Start Material shown

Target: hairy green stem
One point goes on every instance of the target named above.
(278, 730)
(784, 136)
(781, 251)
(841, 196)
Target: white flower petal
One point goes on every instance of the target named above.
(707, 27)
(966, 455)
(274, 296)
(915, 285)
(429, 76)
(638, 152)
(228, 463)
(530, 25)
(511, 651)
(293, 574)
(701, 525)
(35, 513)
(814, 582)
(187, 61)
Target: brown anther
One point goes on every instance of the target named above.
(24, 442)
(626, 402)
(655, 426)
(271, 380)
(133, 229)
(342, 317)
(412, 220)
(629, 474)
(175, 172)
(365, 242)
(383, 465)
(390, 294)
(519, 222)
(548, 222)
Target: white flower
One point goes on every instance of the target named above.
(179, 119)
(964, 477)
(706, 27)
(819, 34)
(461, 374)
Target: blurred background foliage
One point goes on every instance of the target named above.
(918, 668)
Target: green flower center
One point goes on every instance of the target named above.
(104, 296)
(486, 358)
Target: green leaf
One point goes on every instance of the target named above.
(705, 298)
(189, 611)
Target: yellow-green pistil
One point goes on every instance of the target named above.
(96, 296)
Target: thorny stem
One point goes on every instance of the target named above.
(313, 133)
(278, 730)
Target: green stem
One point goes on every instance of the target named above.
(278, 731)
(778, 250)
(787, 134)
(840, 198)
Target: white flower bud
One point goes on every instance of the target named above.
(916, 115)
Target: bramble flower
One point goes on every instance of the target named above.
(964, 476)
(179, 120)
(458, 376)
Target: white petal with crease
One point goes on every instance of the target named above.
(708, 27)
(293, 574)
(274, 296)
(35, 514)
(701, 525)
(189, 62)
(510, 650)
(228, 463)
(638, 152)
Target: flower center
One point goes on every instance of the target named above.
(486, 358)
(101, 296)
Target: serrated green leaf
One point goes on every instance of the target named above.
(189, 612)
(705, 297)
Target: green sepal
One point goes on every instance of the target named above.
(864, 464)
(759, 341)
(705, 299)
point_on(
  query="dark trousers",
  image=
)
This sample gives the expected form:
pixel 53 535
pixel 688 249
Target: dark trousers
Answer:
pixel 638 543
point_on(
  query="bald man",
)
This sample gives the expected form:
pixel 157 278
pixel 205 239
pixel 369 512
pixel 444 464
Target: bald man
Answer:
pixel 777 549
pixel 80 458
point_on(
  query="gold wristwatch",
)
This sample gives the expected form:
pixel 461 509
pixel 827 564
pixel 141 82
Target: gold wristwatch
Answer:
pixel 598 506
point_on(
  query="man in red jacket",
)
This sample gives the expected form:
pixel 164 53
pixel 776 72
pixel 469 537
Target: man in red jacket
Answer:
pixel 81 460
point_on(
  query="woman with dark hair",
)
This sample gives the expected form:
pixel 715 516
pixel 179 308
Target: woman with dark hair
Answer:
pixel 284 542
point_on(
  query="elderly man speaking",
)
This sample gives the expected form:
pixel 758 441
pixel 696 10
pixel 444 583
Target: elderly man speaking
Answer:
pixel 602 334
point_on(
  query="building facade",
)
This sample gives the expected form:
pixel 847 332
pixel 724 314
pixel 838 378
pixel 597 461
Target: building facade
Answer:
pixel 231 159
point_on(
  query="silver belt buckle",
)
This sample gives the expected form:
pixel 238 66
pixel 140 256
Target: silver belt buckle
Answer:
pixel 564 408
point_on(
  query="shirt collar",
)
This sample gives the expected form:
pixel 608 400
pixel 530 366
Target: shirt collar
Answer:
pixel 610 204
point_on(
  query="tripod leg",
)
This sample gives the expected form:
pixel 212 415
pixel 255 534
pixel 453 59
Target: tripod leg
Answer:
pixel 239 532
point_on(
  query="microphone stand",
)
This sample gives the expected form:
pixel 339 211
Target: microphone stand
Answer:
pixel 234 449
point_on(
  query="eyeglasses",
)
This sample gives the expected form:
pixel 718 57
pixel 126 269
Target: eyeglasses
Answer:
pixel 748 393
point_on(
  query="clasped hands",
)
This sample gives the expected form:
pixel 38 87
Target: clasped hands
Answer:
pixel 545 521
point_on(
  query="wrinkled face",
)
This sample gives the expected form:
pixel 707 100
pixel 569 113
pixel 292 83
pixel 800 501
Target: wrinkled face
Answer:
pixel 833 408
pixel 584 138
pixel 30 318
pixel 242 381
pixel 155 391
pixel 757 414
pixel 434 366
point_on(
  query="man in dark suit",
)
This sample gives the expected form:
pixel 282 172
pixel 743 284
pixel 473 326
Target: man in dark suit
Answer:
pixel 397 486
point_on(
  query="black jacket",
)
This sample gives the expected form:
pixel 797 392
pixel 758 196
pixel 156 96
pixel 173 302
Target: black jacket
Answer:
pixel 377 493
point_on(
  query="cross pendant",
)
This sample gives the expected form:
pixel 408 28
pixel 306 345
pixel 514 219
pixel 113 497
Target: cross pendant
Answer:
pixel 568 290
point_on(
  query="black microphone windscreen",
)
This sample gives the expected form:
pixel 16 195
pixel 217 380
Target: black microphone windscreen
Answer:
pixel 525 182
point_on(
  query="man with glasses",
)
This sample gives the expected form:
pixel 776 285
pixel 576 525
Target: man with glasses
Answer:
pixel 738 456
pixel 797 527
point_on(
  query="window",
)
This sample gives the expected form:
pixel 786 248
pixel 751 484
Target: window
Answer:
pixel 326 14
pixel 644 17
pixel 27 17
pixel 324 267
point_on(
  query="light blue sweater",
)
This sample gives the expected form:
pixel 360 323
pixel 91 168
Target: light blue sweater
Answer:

End Material shown

**Set task**
List every line from the rows above that contains the word "face", copying each line in full.

**Result for this task**
  query="wrinkled face",
Target: wrinkled face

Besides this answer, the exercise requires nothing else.